Point labeling examples
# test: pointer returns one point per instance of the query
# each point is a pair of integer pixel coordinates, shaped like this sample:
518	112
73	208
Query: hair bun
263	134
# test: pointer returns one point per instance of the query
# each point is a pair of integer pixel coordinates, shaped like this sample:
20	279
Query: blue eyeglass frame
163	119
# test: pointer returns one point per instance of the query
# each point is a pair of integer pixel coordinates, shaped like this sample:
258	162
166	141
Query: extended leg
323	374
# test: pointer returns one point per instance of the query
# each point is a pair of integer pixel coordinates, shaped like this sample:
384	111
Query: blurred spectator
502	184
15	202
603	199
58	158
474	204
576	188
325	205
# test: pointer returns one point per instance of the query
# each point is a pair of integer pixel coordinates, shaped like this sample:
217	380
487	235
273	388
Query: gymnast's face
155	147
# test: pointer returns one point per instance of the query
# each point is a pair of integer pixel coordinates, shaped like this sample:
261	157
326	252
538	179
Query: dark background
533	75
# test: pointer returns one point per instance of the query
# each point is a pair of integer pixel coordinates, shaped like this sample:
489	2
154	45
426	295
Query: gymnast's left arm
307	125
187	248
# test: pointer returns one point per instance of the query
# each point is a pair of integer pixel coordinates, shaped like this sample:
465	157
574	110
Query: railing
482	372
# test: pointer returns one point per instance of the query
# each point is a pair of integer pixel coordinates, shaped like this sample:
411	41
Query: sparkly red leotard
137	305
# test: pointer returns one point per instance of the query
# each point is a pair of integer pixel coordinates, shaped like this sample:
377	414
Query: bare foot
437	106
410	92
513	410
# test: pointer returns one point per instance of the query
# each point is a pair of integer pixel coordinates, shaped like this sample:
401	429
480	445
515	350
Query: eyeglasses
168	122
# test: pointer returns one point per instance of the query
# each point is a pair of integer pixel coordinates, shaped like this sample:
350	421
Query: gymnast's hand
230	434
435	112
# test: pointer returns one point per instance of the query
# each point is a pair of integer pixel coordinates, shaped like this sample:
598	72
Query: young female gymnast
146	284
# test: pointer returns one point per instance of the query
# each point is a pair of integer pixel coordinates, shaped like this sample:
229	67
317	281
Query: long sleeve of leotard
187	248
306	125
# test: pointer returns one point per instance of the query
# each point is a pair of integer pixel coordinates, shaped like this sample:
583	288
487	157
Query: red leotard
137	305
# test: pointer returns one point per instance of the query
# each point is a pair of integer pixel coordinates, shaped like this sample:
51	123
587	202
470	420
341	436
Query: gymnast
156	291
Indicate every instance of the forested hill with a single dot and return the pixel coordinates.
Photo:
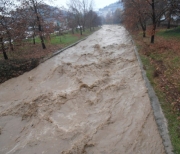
(112, 7)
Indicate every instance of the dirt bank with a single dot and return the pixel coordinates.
(89, 99)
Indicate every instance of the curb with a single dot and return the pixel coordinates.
(158, 114)
(59, 51)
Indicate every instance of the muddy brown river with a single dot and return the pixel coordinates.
(90, 99)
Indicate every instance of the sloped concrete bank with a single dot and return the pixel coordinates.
(89, 99)
(157, 110)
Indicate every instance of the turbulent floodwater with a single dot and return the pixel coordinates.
(89, 99)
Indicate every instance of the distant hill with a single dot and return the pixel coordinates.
(111, 8)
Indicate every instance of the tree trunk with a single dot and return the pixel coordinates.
(81, 30)
(169, 24)
(42, 42)
(3, 49)
(39, 26)
(154, 22)
(34, 41)
(144, 33)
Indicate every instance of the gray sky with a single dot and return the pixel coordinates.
(98, 3)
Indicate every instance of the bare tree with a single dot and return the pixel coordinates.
(36, 7)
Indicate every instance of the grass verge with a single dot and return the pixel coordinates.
(27, 56)
(162, 64)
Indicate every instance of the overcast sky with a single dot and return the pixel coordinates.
(98, 3)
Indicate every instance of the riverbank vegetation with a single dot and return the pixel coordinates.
(154, 26)
(161, 62)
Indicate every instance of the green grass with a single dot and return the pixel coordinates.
(65, 39)
(173, 123)
(171, 61)
(170, 33)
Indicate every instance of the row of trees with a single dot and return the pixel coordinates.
(149, 12)
(22, 18)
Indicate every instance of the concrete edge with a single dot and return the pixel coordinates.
(158, 114)
(59, 51)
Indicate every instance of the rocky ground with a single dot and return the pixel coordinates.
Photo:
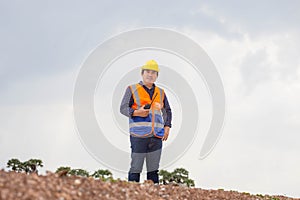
(54, 186)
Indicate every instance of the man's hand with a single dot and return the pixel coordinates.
(166, 135)
(141, 112)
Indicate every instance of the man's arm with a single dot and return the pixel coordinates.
(167, 112)
(167, 115)
(126, 104)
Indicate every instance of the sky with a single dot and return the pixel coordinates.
(253, 44)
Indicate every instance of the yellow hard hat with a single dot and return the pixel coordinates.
(151, 65)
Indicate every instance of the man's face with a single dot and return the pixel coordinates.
(149, 76)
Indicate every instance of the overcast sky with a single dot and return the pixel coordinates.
(255, 46)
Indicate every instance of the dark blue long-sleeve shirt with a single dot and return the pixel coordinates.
(128, 101)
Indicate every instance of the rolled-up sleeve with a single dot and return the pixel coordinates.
(127, 101)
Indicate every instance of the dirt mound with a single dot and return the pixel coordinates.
(53, 186)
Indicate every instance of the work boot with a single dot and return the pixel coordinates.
(134, 177)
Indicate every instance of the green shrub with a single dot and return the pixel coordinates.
(29, 166)
(104, 175)
(178, 176)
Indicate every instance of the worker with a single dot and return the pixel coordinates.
(150, 116)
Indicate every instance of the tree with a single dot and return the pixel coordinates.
(15, 165)
(29, 166)
(178, 176)
(79, 172)
(104, 175)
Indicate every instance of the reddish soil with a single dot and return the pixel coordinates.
(60, 187)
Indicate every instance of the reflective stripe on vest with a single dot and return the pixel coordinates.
(153, 123)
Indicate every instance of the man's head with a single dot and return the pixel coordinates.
(150, 72)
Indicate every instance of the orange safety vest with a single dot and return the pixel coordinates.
(153, 123)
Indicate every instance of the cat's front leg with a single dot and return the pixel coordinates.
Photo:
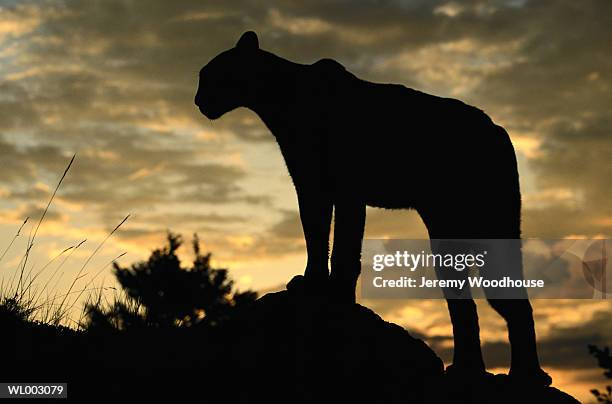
(315, 213)
(349, 223)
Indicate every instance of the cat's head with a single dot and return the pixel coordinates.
(227, 81)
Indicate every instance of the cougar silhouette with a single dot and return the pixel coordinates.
(348, 143)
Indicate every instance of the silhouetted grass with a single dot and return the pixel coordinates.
(23, 298)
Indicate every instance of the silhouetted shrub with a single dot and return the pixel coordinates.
(160, 292)
(604, 361)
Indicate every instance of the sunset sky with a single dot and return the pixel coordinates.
(114, 81)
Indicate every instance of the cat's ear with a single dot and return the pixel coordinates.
(248, 41)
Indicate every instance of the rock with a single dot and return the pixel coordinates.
(310, 347)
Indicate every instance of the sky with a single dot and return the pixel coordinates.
(113, 81)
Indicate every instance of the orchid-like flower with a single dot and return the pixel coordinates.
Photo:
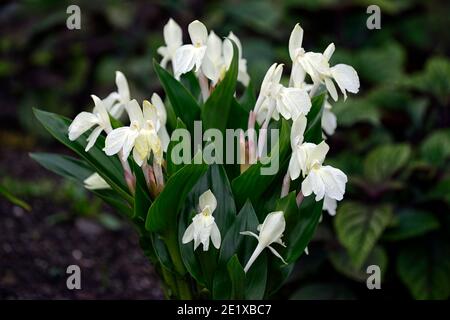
(270, 232)
(84, 121)
(141, 135)
(318, 67)
(190, 55)
(203, 226)
(162, 117)
(95, 182)
(173, 37)
(329, 121)
(116, 101)
(307, 158)
(275, 99)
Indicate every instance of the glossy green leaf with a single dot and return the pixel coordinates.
(181, 100)
(201, 265)
(358, 228)
(217, 108)
(425, 270)
(237, 278)
(411, 223)
(251, 184)
(384, 161)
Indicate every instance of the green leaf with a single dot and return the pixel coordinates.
(323, 291)
(425, 270)
(313, 132)
(436, 148)
(78, 170)
(237, 278)
(235, 243)
(171, 166)
(411, 223)
(300, 223)
(342, 262)
(181, 100)
(163, 213)
(201, 265)
(251, 184)
(109, 168)
(358, 228)
(13, 199)
(384, 161)
(217, 108)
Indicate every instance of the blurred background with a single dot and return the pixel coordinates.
(392, 140)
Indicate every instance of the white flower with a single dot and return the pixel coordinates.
(270, 232)
(190, 55)
(84, 121)
(329, 121)
(307, 158)
(116, 101)
(203, 226)
(329, 205)
(318, 67)
(95, 182)
(162, 116)
(173, 38)
(140, 136)
(276, 99)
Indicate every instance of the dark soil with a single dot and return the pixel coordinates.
(34, 254)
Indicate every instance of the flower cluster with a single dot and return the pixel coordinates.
(146, 139)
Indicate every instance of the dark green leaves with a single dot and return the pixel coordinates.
(182, 101)
(358, 228)
(217, 108)
(162, 215)
(108, 167)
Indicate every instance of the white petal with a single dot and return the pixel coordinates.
(173, 35)
(329, 122)
(188, 235)
(294, 168)
(298, 131)
(122, 87)
(135, 112)
(319, 153)
(208, 199)
(82, 123)
(331, 88)
(346, 78)
(184, 60)
(295, 41)
(198, 32)
(330, 205)
(93, 137)
(249, 233)
(215, 236)
(329, 51)
(272, 228)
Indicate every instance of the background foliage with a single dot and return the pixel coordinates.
(393, 139)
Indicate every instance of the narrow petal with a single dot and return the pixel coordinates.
(93, 138)
(215, 236)
(82, 123)
(276, 254)
(346, 78)
(188, 235)
(295, 41)
(115, 140)
(122, 86)
(198, 33)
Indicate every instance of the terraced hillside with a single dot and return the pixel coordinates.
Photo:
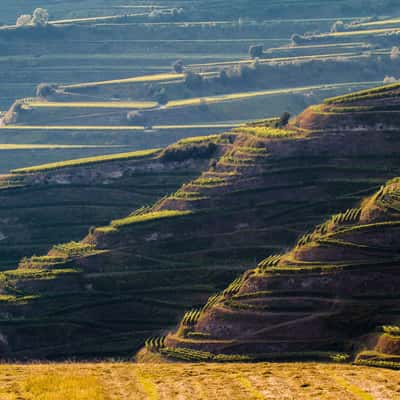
(327, 297)
(42, 210)
(264, 186)
(102, 73)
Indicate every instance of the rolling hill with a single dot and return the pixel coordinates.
(253, 193)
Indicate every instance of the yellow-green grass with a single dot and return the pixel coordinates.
(140, 105)
(88, 161)
(196, 101)
(130, 381)
(281, 59)
(150, 216)
(7, 146)
(117, 128)
(367, 32)
(392, 21)
(94, 19)
(320, 46)
(176, 77)
(246, 95)
(137, 79)
(266, 131)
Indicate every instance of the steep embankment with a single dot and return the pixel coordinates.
(133, 278)
(330, 293)
(50, 204)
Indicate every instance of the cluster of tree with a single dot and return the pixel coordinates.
(45, 90)
(256, 51)
(158, 93)
(39, 18)
(190, 151)
(138, 118)
(174, 13)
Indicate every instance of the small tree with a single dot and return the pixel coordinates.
(296, 39)
(40, 17)
(256, 51)
(395, 54)
(284, 119)
(24, 20)
(338, 26)
(179, 66)
(137, 118)
(162, 97)
(193, 80)
(223, 77)
(389, 79)
(203, 106)
(45, 89)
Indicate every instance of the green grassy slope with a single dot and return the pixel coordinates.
(262, 191)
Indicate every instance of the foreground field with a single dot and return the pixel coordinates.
(199, 381)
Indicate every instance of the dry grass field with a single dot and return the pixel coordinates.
(107, 381)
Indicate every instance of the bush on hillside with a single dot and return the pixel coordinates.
(45, 90)
(137, 118)
(283, 120)
(161, 96)
(223, 77)
(338, 26)
(39, 18)
(193, 81)
(256, 51)
(179, 66)
(395, 53)
(389, 79)
(24, 20)
(189, 151)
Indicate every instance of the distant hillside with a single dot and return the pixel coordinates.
(333, 292)
(147, 74)
(253, 192)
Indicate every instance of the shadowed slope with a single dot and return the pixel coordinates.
(134, 277)
(328, 294)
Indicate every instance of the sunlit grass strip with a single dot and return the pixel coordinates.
(91, 104)
(136, 79)
(95, 19)
(359, 33)
(392, 21)
(88, 161)
(36, 273)
(116, 128)
(151, 216)
(196, 101)
(53, 146)
(53, 386)
(380, 91)
(321, 46)
(247, 95)
(176, 77)
(267, 132)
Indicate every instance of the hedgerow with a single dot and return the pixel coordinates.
(135, 155)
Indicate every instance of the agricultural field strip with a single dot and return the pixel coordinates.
(117, 128)
(196, 101)
(8, 146)
(176, 77)
(360, 33)
(94, 19)
(392, 21)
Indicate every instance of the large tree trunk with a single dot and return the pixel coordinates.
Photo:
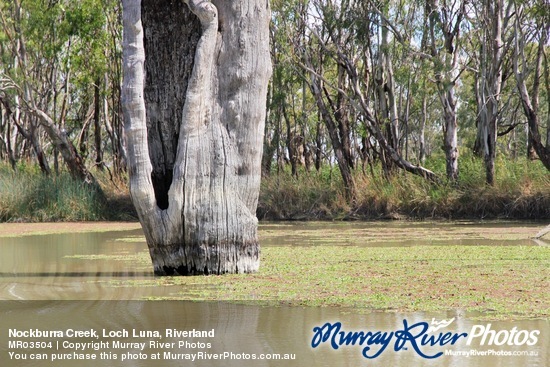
(194, 129)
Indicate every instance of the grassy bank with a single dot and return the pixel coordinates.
(522, 191)
(26, 195)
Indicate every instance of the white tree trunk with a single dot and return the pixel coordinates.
(194, 179)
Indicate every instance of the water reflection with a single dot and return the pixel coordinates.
(47, 283)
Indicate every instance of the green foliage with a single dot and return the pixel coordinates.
(522, 191)
(27, 195)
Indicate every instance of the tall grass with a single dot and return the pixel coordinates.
(522, 191)
(27, 195)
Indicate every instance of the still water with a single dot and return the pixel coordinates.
(49, 283)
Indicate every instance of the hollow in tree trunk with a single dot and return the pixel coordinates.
(194, 90)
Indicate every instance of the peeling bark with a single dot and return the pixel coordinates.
(194, 179)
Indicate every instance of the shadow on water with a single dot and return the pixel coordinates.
(48, 283)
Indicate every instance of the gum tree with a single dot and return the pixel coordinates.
(194, 91)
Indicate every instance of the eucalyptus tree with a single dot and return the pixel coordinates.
(493, 18)
(194, 90)
(531, 29)
(52, 54)
(352, 50)
(444, 34)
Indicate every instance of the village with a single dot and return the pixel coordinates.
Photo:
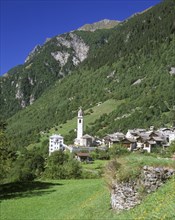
(133, 140)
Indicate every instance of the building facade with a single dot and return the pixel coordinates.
(56, 142)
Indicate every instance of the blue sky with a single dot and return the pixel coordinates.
(26, 23)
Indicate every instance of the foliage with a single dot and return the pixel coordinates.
(130, 62)
(86, 199)
(7, 156)
(117, 151)
(27, 167)
(62, 166)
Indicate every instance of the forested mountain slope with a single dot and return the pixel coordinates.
(131, 62)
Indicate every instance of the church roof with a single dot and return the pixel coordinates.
(58, 136)
(86, 136)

TASK STATEMENT -
Pictures do not go in the copy. Write out exactly the lines from the line containing "Indicate every instance of the large" through the last line of the listing.

EXERCISE RESPONSE -
Indicate every instance of the large tree trunk with a single dot and return the pixel coordinates.
Photo:
(194, 129)
Indicate every instance of the grassy bank with a single dot and return the pixel coordinates.
(522, 191)
(26, 195)
Indicate every instance of the white tree trunk with a single dot and return the pixel coordinates.
(194, 179)
Indicate every instance of the water reflection with a single dot and return the pixel coordinates.
(47, 283)
Indicate every instance of the green foliage with a single dot and return the pixel coordinates.
(522, 191)
(27, 195)
Indicate every instance of the tall grass with a single dot and return the pixel coordinates.
(522, 191)
(27, 195)
Indicate every instance of the still water with a single dot and return the pixel coordinates.
(49, 283)
Indicate every instance of the hollow in tree trunk with a single dot and return the pixel coordinates.
(194, 90)
Indicate every instance of the peeling bark with a single dot and return the pixel coordinates.
(194, 179)
Indicate every instance of the shadow on water with a single dot and return the pixel coordinates.
(48, 283)
Indicate every instance of the gum tree with a single dot and return the pixel coordinates.
(194, 91)
Indicate every instance of the eucalyptus tree with a single dot and return the pixel coordinates.
(493, 18)
(194, 90)
(531, 29)
(52, 54)
(352, 50)
(444, 34)
Indicate every instance of the village with a single dot and return the pixel coordinates.
Photo:
(133, 140)
Indicate every instance of the building facade with a single dot and return the pixel coordinates.
(56, 142)
Indicate every instance of the blue sky with a single dot and return the pixel coordinates.
(26, 23)
Indicate every instance of the foliage with a single dot and return the pixel coordinates.
(130, 62)
(86, 199)
(7, 156)
(117, 151)
(27, 167)
(62, 166)
Indicate every instance of the forested mountain slope with a single dot and return the pixel coordinates.
(131, 62)
Indicate every instance of the church roof with a single dot and return the pixel coordinates.
(58, 136)
(86, 136)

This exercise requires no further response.